● EXERCISE MATERIALS

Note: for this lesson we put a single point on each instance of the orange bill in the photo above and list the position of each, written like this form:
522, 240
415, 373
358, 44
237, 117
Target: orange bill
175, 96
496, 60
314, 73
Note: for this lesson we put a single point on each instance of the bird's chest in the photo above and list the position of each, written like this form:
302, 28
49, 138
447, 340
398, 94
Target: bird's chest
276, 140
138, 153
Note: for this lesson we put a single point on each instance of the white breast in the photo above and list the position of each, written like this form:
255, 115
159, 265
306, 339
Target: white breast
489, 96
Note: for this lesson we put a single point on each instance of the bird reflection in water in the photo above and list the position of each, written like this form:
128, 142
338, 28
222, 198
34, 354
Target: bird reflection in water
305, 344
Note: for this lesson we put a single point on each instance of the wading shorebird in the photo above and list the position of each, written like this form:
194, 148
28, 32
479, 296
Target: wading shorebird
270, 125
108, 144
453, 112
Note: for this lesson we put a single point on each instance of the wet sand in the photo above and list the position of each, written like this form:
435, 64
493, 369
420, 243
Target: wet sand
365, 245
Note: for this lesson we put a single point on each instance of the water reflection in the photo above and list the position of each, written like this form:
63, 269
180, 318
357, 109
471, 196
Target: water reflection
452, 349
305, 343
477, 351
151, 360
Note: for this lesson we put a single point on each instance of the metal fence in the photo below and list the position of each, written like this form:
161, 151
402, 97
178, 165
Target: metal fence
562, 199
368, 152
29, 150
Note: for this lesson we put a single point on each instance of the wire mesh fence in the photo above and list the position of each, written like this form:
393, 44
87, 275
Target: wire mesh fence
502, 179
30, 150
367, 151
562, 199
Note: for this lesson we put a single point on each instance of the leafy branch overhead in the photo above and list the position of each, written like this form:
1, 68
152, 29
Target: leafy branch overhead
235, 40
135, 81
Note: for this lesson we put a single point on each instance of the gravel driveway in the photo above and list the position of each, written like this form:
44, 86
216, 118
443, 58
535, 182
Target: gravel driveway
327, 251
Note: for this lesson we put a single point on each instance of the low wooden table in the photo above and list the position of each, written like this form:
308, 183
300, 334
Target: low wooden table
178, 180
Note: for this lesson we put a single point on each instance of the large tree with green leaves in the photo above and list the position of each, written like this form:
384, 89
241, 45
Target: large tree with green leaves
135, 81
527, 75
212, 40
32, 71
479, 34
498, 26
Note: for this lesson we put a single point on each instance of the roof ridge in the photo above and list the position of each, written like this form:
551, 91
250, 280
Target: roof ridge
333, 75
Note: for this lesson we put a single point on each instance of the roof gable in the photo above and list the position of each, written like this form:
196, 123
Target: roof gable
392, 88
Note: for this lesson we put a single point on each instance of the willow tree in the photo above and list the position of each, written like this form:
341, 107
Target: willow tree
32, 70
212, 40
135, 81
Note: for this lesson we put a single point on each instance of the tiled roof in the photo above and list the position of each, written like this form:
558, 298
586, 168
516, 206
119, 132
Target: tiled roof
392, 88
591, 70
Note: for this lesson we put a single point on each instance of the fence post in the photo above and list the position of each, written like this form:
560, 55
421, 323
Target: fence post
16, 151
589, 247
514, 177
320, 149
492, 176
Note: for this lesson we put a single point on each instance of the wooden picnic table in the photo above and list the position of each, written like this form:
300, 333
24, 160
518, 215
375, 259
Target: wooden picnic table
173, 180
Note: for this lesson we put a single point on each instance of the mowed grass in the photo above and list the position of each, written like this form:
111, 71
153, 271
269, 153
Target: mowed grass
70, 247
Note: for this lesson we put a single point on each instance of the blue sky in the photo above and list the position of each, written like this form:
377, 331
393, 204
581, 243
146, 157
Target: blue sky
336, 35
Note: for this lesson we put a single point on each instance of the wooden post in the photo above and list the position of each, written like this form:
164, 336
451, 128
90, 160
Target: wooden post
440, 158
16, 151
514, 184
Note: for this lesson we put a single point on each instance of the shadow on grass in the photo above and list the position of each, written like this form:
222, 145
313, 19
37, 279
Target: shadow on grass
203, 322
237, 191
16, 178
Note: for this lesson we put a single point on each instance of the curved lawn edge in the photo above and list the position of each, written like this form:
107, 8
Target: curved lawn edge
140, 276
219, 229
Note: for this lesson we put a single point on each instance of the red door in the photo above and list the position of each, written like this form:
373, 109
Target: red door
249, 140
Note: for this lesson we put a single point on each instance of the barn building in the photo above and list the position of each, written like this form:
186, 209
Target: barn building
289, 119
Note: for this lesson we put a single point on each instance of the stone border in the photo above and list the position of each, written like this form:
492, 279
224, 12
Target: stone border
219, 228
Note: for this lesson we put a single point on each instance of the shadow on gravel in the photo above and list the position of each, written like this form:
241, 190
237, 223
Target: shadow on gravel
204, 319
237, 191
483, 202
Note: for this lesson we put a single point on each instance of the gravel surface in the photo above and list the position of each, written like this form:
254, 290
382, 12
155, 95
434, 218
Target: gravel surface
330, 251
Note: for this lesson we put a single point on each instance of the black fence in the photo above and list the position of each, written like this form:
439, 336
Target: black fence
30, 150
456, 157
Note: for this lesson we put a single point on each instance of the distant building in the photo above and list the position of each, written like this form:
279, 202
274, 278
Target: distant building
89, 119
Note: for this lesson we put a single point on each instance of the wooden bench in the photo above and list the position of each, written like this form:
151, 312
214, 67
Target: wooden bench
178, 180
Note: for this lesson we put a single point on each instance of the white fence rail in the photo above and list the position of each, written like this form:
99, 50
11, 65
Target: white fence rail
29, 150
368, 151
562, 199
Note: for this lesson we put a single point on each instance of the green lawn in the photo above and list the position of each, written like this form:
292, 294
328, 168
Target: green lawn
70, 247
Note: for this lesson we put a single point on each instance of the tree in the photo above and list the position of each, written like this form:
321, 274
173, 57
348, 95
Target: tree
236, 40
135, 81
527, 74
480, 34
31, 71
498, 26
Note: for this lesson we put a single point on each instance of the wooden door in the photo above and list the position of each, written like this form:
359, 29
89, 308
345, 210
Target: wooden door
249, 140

● EXERCISE BRIEF
Reproduce all of the records above word for word, changing nothing and leaving nothing out.

● THE RESULT
Note: for this lesson we put a single point on each instance of the orange bill in the photo above and list the position of each, written like this form:
522, 240
415, 373
358, 44
237, 117
Target: orange bill
175, 96
496, 60
314, 73
Note: for this lesson we put a single point on each instance of the bird's chest in the photo above and list the position of each, written like this form:
302, 28
49, 138
447, 340
398, 94
Target: bird's chest
276, 140
138, 153
Note: for this lesson we put a single point on each instance of the white breast in the photo above and list the position of each, written like this form:
255, 115
159, 265
306, 339
Target: white breast
489, 96
Note: for this lesson we put a single point on each instance of the bird reflection in water in the photo above and list the position of each, written like this form:
128, 142
338, 28
222, 198
34, 354
Target: bird reflection in water
305, 344
Note: for this lesson we put a single point on each instance of the wading shorebird in the photo above and list the position of each, written like this form:
194, 148
28, 32
479, 296
Target: wading shorebird
270, 125
108, 144
453, 112
Note: for this lesson we put a single point on each instance of the wet sand in the photo above and list the position of each, written like this form:
435, 64
493, 369
420, 243
Target: wet sand
365, 245
Note: for this lesson we put a single point on each instance of the water reflection in the photo above and list the position of each, written like this form:
63, 269
180, 318
357, 109
471, 196
Target: water reflection
452, 349
305, 343
477, 351
151, 360
Note: for this lesson we put a single point on each instance of the metal fence in the photo below and list the position of each, written like this form:
161, 151
402, 97
178, 165
Target: metal fence
562, 199
368, 152
29, 150
Note: for this lesson we put a single point on each instance of the wire mesh fence in the photo above and list the position of each, written like this form:
393, 44
87, 275
Target: wire mesh fence
502, 179
30, 150
367, 151
562, 199
Note: for this lesson we put a single point on each instance of the leafy branch overhead in the photo above and list the position of each, written like this form:
1, 68
152, 29
Target: leafy branch overhead
235, 40
135, 81
Note: for this lesson we put a single point on each instance of the gravel driveway in the photo above and list the position of each, written like this form:
44, 86
216, 118
443, 58
535, 182
Target: gravel driveway
327, 251
Note: for this lesson we put a single point on each instance of the low wooden table in the photo above and list the position of each, written like this form:
308, 183
300, 334
Target: low wooden table
178, 180
Note: for this lesson we put a single point on each instance of the large tree with green leaves in the photo above and list the position of each, written like this form:
384, 89
241, 45
Target: large tree with green leaves
135, 81
527, 75
212, 40
32, 71
479, 34
498, 26
Note: for this lesson we put a single point on each instance of the roof ridge in the photo above and list the position of each, written like this form:
551, 91
250, 280
Target: roof ridge
333, 75
Note: for this lesson we put a single point on each instance of the roof gable in the photo above and list the position of each, written like this form:
196, 123
Target: roof gable
392, 88
Note: for this lesson we put a single point on each instance of the willow tree in the photo above and list the position of each, written like this form:
341, 107
Target: willow tree
32, 70
212, 40
135, 81
Note: for this lesson we put a single point on each instance of the tiled roof in the photo above and list the position of each, written like this form:
558, 298
586, 168
516, 206
119, 132
Target: tiled roof
392, 88
591, 70
Note: for this lesson we put a single point on each instance of the fence post in the photo above and list the position of each, written like this form:
560, 55
421, 323
Target: fence post
16, 151
589, 247
514, 177
320, 149
492, 176
Note: for this lesson we put a single point on each instance of the wooden picnic table in the photo above and list the position of each, written like this form:
300, 333
24, 160
518, 215
375, 259
Target: wooden picnic table
173, 180
Note: for this lesson we put a single point on each instance of the mowed grass in the photo above and list the position of each, written like this form:
111, 71
153, 271
269, 153
Target: mowed grass
70, 247
Note: for this lesson we put a single point on each instance of the blue sky in the photo above and list the position of each, written like this form:
377, 331
393, 204
581, 243
146, 157
Target: blue sky
336, 35
Note: for this lesson we put a single point on each instance of the wooden post in the photo above and list the position of each, written like this form:
164, 336
451, 128
90, 160
Target: wooden post
440, 158
16, 151
514, 184
Note: for this lesson we put a single point on each instance of the shadow on grass in the photo above and list the position of each, written like this form:
222, 145
313, 19
37, 279
Target: shadow on grass
203, 322
237, 191
16, 178
Note: for this lesson we put a single point on each instance of the curved lawn edge in the photo above and list the position of each, written like this form:
107, 8
Target: curved lawn edge
140, 276
219, 229
Note: for this lesson we put a single point on each instance of the red door in the photo above and list the position of each, written like this form:
373, 109
Target: red door
249, 140
Note: for this lesson we put a single point on each instance of the barn building in the photo above and list the position of each, written like this form:
186, 209
Target: barn building
289, 119
Note: for this lesson we put a single point on each instance of the stone border in the photo above and list the position of each, written like this form:
492, 279
224, 12
Target: stone border
219, 228
Note: for this lesson we put a single point on each instance of the shadow on gravel in the photo above and list the position of each, written like this form:
241, 190
237, 223
Target: shadow on gravel
204, 319
237, 191
483, 202
Note: for this lesson we put a single point on each instance of the gravel surface in the photo above and list the position of each, written like this form:
254, 290
382, 12
155, 95
434, 218
Target: gravel surface
330, 251
Note: for this lesson we put a single point on each instance of the black fence in the photo above and list the position of each, written like this form:
439, 336
Target: black fence
30, 150
456, 157
Note: for this lesson we put a single point on each instance of the distant building in the photo above and list the position of each, written like this form:
279, 202
274, 278
Target: distant building
89, 119
Note: for this lesson we put a single point on each instance of the wooden bench in the photo above and list the position of each, written like this form:
151, 312
214, 67
Target: wooden bench
178, 180
Note: for this lesson we put a single point on each instance of the white fence rail in the photo above and list the position of each, written like this form:
99, 50
11, 65
Target: white fence rail
29, 150
368, 151
562, 199
Note: for this lesson we put a single point on each instance of the green lawn in the photo above and list the position of each, written like this form:
292, 294
328, 168
Target: green lawn
70, 247
Note: for this lesson we put a single point on each instance of the tree in the photo above and list the position of each, written like this form:
321, 274
173, 57
348, 95
Target: tree
236, 40
135, 81
527, 74
480, 34
31, 71
498, 26
Note: for this lesson we put a single point on each instance of the wooden door in the photo above and list the position of each, written like this form:
359, 29
89, 308
345, 210
Target: wooden door
249, 140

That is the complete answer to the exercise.